- **Work instructions**: Repeat everything in the material exactly.

- **Records supplied**:

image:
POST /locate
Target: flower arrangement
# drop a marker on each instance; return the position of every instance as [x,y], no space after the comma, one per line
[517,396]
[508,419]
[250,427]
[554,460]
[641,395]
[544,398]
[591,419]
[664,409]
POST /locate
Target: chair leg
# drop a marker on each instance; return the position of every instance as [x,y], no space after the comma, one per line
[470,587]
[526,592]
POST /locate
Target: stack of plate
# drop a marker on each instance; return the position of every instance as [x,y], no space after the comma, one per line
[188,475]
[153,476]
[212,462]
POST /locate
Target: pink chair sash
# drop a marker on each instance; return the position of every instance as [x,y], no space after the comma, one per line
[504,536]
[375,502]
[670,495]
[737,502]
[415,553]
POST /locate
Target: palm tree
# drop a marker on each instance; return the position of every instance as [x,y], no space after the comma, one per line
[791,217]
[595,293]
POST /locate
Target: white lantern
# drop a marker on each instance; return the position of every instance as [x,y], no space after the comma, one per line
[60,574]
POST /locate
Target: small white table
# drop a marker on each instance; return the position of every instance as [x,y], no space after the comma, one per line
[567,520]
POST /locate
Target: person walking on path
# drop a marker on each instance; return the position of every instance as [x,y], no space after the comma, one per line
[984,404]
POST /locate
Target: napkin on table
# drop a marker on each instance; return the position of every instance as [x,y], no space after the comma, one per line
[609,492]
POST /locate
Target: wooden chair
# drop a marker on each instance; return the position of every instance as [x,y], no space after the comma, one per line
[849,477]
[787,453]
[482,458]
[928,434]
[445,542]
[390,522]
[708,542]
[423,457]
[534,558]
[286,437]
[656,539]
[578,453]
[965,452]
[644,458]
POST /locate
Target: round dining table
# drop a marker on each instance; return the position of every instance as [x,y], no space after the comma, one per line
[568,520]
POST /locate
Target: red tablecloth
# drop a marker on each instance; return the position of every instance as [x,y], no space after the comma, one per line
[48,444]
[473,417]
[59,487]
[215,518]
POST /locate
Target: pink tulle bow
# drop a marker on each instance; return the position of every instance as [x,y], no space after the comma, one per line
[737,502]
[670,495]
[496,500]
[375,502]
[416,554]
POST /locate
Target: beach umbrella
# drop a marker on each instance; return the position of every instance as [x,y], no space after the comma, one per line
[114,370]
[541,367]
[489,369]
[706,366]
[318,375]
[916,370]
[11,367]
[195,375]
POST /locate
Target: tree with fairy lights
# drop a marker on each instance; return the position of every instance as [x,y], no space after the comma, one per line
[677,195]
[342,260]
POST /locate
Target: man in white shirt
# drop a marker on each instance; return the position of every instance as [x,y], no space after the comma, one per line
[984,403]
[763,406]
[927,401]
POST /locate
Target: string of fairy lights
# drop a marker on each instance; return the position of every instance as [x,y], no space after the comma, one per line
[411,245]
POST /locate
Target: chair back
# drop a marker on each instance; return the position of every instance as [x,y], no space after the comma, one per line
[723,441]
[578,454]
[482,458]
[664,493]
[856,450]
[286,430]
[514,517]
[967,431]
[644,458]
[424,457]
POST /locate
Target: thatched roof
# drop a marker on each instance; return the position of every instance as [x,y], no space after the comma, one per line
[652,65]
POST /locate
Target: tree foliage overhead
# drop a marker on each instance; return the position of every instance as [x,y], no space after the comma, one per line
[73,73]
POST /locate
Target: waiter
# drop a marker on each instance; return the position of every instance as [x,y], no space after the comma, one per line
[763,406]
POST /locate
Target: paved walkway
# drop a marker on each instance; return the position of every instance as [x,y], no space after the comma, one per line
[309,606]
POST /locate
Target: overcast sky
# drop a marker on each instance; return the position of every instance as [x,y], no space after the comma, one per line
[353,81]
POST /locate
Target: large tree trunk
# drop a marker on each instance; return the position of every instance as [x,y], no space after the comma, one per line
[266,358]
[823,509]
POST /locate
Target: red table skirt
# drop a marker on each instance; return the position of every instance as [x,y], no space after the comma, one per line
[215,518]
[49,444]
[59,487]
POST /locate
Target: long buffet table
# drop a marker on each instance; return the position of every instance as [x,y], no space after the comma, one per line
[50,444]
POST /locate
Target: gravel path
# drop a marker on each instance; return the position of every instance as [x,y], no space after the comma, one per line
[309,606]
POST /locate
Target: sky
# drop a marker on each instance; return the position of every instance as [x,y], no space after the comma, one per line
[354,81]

- **Result of this exercise**:
image:
POST /locate
Target: flower arrangement
# drop a marker on each instance; return the position of every instance as [x,y], no space after the comma, one per line
[517,396]
[508,419]
[250,427]
[554,460]
[641,395]
[544,398]
[591,419]
[664,409]
POST /locate
Target: chair leg
# drop a marker on each instance; return the position of every instance as [x,y], no space after the comma, one per line
[470,587]
[526,592]
POST /locate
Target: stack of plate
# drop a marker on each instance; return the position of every instance as [x,y], no space after the comma, one per line
[188,475]
[153,476]
[212,462]
POST /locate
Target: pink chair sash
# drop a marker on each instance; return the position of every instance as [x,y], no space after the comma, one per line
[504,536]
[375,502]
[670,495]
[737,502]
[415,553]
POST /locate
Target: palm tree
# drop a marker on each instance; return the position of every instance as [x,y], no space after the comma, one per line
[791,217]
[595,293]
POST /locate
Target: white lantern
# drop a marker on each instance; return the position of every instance as [x,y], no space after the comma, one per line
[60,574]
POST /locate
Target: small white table
# drop a marker on each instance; return the position of every instance as [x,y], no space after the comma, one per line
[567,520]
POST /locate
Target: person walking on path
# drop a marker on each instance; return the position of every instance as [x,y], no space after the comma, one per line
[984,404]
POST /locate
Target: napkin on table
# drop a marker on each instance; return the position of every instance as [x,y], no space after the comma, one per line
[609,492]
POST /locate
Target: wooden chair
# drop a marker on each instance; return the position of every instance as [x,y], no space after the comma, one per line
[849,477]
[787,453]
[482,458]
[928,434]
[445,542]
[390,522]
[708,542]
[423,457]
[534,558]
[286,437]
[656,539]
[578,453]
[965,452]
[644,458]
POST /locate
Target: round dining table
# drop a marker on each instance; return the position of every instance as [x,y], no space after the comma, one per line
[568,520]
POST /locate
Target: red tablecloth
# drop a marker on each instance; return the position of every instance as [x,y], no space after the comma, one per line
[48,444]
[473,417]
[59,487]
[215,518]
POST /locate
Target: pink tulle bow
# drop a marker on each instance; return the position of every instance as [x,y], no space after the comma, one per line
[737,502]
[670,495]
[496,500]
[375,502]
[416,554]
POST /locate
Target: beach umbrella
# drop a marker on each instance; return the position of every instance as [x,y], no space after the comma, one per line
[114,370]
[541,367]
[489,369]
[706,366]
[318,375]
[916,370]
[11,367]
[195,375]
POST /locate
Target: tree with fairy lights
# drop a marker on each instance; return the position of every instance as [x,y], no space after the comma, one per line
[677,195]
[342,260]
POST /locate
Target: man in white shirt
# drop a marker on each instance; return the position of every instance as [x,y], no space after the comma, one per line
[984,403]
[763,406]
[927,401]
POST /locate
Target: string of fairy lights
# drop a marker on each instance; return the position of every instance as [x,y], no space after the comma, one per line
[411,245]
POST /locate
Target: chair back
# drop a marker on each instance; return the position of every instance as [x,y], no space after the comma, one per line
[723,441]
[578,454]
[482,458]
[664,493]
[856,450]
[286,430]
[514,517]
[967,431]
[644,458]
[424,457]
POST /locate
Target: thatched roof
# drop a marker on each instance; return the position of every instance as [x,y], no space after the comma, one per line
[652,65]
POST /locate
Target: tree foliage overhead
# drop a marker on each instance; return the position of every instance as [x,y], no space after the comma, one per line
[73,73]
POST /locate
Target: waiter
# drop a marker on each instance; return the position of every instance as [x,y], no space after the comma, one per line
[763,406]
POST /locate
Target: paved walkway
# drop a marker on each instance; return the position of every instance as [x,y], no space after the comma, one per line
[309,606]
POST /locate
Target: overcast sky
# drop a marker on each instance; return the position of every instance as [x,y], no space after the comma, one per line
[353,81]
POST /locate
Target: large tree trunk
# drop a marker on each instance; return the position of every instance as [x,y], no space after the comma, one per line
[266,358]
[823,509]
POST /locate
Target: red table skirt
# drop a marker on each instance; return the position of every instance as [x,y], no space after the comma, one per line
[215,518]
[49,444]
[59,487]
POST /locate
Target: long buffet table
# drop a marker on each instance; return the position of every instance as [x,y], no space after the comma, one per line
[50,444]
POST /locate
Target: gravel path
# drop a marker on each instance; return the position of every instance as [x,y], no space after the comma, one per line
[309,606]
POST /locate
Target: sky
# drop a marker on each instance; return the position of every instance as [x,y], no space after the comma, one per line
[354,81]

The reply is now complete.